Requirement A:
Collect every line of the listing that contains the string "fingers". Case counts.

During the warmer months, there is a spectacular free sound and light show in the courtyard, which gives a light (excuse the pun) and rather kitsch overview of the buildings and how they fit into world culture. Crowds gather to watch, standing on and in front of the viewing platform.
Most people come to Samarkand for the Registan but, though it is undoubtedly impressive, the city’s real gem is the collection of medieval tiled tombs known as the Shah-i Zinda (the Living King).
Arriving at dusk, the experience is magical. The tour groups have retreated to their hotels for dinner, as have the schoolchildren; if you’re lucky you’ll have the place to yourself. You can expect to see every variety of turquoise- and lapis lazuli-coloured glazed tiles attached to the façades of the tombs of female members of the Timurid dynasty, as well as generals, advisors and holy figures.
Bibi Khanym Mosque
This is one of Samarkand’s most impressive sites and thus one of Uzbekistan’s best Silk Road sights, but also one of its most controversial owing to the heavy reconstruction that has taken place. It was built between 1399 and 1404, when it was the world’s largest mosque.

Records for this exercise:
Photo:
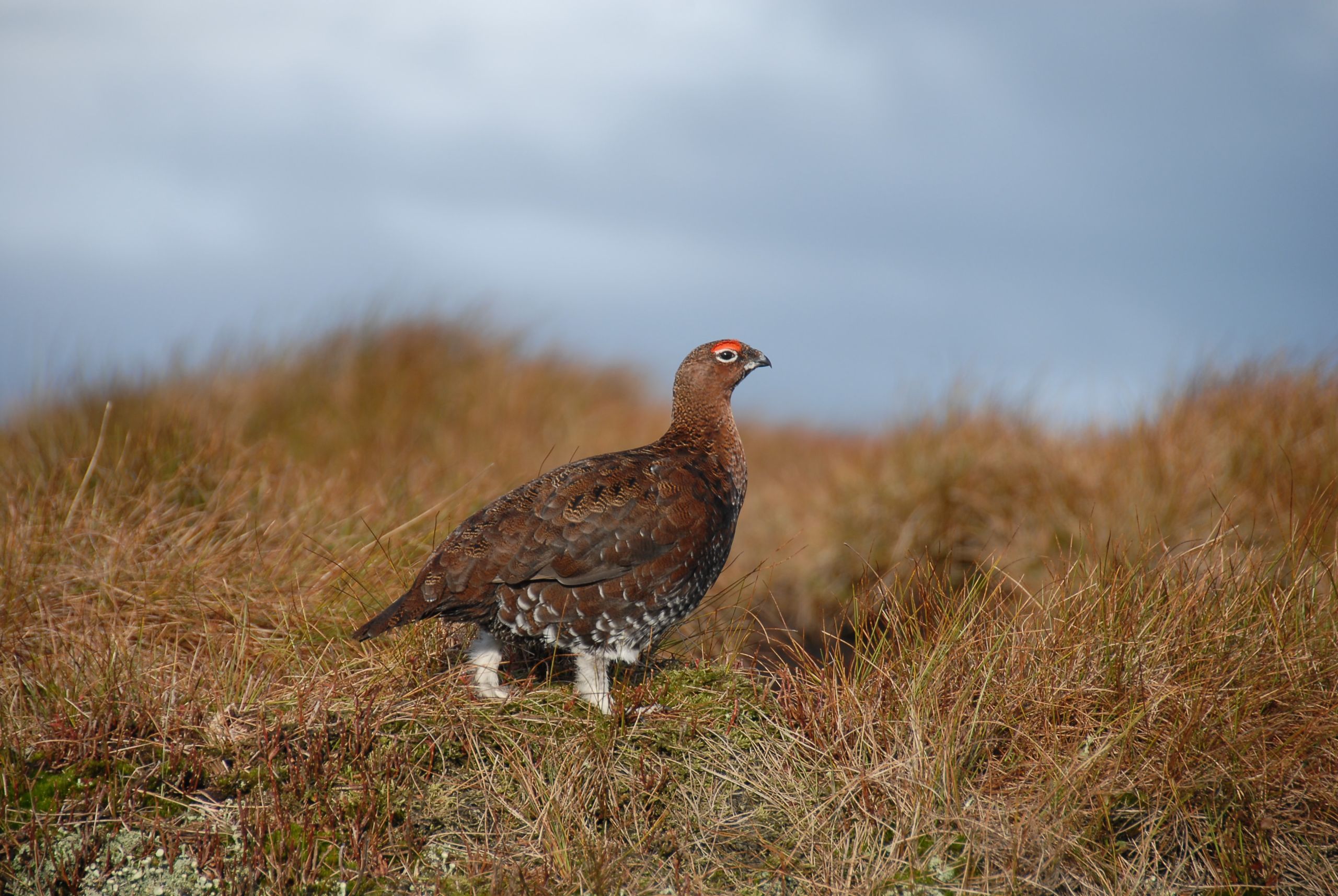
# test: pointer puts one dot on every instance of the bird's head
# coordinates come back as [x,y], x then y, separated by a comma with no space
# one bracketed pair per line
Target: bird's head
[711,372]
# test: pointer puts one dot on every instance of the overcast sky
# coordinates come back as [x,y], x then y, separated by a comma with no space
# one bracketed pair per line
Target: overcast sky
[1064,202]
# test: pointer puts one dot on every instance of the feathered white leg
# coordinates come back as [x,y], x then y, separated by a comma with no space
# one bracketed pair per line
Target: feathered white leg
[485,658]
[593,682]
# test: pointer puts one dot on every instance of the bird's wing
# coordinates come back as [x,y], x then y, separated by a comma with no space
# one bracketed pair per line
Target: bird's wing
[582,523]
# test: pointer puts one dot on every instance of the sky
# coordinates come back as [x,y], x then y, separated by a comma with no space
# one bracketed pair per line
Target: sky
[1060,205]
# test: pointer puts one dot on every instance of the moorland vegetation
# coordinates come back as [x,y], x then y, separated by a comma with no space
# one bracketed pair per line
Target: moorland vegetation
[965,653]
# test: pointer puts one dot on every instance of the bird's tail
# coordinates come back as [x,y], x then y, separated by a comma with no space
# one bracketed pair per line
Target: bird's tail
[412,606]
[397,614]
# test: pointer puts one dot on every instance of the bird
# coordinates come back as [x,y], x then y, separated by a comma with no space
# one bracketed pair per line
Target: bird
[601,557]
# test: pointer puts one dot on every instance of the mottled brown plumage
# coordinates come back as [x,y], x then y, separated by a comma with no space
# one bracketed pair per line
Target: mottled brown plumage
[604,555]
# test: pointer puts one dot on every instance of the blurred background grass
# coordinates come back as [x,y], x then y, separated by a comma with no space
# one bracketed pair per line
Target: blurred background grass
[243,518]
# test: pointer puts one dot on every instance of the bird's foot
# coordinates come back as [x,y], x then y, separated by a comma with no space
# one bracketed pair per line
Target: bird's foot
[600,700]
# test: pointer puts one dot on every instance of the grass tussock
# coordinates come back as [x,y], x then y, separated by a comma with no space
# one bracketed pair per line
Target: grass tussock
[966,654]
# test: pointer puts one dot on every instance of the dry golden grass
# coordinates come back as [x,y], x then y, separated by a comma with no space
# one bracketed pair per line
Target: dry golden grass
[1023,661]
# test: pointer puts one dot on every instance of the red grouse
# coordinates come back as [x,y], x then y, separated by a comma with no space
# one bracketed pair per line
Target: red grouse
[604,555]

* * *

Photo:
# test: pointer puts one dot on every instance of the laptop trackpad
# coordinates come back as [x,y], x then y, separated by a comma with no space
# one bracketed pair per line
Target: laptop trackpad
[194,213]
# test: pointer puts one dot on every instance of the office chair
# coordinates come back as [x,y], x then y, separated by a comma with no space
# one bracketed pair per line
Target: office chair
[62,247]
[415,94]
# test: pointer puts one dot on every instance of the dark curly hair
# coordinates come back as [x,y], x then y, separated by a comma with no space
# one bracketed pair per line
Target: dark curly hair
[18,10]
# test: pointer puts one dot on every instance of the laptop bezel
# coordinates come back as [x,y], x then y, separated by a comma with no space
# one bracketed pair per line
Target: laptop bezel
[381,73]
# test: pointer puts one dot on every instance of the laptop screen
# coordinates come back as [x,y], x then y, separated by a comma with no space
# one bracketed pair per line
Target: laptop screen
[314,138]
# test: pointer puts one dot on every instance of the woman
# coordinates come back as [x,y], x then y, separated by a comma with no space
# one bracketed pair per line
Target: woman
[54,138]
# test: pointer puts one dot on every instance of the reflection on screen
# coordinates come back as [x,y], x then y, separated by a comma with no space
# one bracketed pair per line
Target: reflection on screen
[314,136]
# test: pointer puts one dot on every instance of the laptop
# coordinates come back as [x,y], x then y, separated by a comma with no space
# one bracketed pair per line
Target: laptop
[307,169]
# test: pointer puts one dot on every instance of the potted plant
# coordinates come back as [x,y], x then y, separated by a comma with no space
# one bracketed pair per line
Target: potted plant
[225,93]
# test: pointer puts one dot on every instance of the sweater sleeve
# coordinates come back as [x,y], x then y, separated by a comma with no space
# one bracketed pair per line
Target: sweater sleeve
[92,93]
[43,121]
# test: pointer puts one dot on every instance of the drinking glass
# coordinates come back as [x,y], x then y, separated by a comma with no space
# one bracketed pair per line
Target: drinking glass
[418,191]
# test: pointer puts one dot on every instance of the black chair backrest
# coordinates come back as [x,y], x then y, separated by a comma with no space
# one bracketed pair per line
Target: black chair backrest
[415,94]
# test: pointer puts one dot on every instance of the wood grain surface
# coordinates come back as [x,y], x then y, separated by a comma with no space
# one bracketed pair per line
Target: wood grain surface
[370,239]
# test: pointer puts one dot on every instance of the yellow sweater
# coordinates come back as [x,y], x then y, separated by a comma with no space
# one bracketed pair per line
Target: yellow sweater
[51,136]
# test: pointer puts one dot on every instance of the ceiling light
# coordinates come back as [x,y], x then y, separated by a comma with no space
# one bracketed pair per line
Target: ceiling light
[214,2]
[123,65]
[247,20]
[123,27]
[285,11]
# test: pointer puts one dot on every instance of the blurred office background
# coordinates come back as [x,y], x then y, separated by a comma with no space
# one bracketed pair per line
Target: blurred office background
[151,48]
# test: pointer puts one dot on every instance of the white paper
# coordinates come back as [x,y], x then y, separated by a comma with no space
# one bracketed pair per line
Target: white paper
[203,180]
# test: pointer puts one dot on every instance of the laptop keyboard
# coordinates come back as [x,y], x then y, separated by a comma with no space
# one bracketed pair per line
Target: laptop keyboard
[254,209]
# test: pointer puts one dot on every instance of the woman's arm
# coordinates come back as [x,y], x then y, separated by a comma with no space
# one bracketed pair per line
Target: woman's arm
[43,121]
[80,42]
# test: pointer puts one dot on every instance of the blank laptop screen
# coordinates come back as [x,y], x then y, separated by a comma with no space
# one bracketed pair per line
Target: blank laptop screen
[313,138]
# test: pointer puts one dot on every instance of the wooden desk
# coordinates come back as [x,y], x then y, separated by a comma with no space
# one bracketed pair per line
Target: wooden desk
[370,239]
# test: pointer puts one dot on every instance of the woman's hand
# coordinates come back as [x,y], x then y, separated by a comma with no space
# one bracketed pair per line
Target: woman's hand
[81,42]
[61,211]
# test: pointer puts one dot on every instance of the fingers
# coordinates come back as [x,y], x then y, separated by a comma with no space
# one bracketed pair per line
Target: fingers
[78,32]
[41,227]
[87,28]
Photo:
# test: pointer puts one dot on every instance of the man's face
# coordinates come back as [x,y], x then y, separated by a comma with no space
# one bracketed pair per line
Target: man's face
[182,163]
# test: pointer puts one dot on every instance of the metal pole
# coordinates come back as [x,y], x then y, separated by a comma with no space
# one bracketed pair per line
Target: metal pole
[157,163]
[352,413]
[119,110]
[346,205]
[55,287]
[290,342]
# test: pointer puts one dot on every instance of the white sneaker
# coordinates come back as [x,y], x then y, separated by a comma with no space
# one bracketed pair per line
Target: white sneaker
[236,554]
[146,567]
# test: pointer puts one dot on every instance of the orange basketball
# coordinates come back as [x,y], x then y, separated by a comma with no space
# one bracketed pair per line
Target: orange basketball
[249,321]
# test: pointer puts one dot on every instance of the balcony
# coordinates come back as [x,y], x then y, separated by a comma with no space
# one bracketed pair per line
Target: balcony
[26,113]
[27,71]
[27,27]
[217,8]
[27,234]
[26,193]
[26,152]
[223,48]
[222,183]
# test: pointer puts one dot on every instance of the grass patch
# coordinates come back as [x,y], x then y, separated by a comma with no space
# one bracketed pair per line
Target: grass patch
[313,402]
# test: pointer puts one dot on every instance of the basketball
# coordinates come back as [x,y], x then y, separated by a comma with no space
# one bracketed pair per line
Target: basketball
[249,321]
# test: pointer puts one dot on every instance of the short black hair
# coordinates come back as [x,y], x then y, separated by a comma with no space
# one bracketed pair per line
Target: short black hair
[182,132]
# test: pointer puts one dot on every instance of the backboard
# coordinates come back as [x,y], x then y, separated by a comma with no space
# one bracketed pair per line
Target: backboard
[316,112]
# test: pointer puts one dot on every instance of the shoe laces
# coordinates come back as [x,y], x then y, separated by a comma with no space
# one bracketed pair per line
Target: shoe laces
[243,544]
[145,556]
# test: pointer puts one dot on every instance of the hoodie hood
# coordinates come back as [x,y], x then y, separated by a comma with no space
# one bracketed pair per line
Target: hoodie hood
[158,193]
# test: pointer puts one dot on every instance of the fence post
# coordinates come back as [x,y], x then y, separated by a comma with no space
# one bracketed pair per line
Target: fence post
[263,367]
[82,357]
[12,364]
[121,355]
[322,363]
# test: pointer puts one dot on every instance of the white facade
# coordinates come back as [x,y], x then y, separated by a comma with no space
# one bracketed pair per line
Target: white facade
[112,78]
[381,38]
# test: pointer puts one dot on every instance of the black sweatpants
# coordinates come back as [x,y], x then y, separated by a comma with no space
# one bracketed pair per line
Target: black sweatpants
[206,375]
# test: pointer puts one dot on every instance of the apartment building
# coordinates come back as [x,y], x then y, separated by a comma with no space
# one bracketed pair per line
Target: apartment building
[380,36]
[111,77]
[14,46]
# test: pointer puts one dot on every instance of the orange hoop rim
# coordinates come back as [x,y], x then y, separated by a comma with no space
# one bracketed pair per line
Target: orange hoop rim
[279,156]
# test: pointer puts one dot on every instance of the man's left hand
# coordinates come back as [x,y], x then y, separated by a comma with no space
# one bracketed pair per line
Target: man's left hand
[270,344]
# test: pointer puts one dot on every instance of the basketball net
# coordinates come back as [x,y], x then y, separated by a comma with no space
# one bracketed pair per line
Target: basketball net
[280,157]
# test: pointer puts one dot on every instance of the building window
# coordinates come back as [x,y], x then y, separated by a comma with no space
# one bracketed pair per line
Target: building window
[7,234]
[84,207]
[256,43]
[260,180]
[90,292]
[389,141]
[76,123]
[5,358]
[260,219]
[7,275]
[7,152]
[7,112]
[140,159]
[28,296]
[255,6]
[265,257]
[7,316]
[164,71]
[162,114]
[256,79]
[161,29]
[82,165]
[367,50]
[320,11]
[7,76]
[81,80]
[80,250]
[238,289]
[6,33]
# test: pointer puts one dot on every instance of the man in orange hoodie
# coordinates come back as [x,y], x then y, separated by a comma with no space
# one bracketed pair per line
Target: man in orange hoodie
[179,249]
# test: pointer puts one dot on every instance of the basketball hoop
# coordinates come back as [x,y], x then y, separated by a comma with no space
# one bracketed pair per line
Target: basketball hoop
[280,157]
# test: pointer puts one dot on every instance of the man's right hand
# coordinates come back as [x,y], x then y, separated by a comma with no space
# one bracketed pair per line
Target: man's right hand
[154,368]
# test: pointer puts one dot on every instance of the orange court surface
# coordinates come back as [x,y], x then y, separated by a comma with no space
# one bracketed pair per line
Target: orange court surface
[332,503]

Requirement B:
Condense the paragraph of the Samarkand article that begins "Arriving at dusk" into a short bulleted list, keeping its main facts.

Result A:
# test: pointer puts one dot on every instance of the fingers
Target: fingers

Result B:
- Arriving at dusk is magical.
- The tour groups and schoolchildren have left, so with luck you may have the place to yourself.
- The tomb façades carry every variety of turquoise- and lapis lazuli-colored glazed tiles.
- The tombs belong to female members of the Timurid dynasty, generals, advisors and holy figures.